Copy out every one of the records below, line for line, without changing a single character.
[START DATA IN THIS EXERCISE]
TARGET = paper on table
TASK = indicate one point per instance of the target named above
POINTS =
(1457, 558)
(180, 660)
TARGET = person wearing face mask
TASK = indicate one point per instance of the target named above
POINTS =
[END DATA IN THIS EXERCISE]
→ **OUTPUT OF THE EXERCISE**
TARGET = paper on table
TASK = indicate one point per instance of the target named above
POINTS =
(1457, 558)
(180, 660)
TARGET = person wearing face mask
TASK = indicate one point per instance of the target named above
POINTS =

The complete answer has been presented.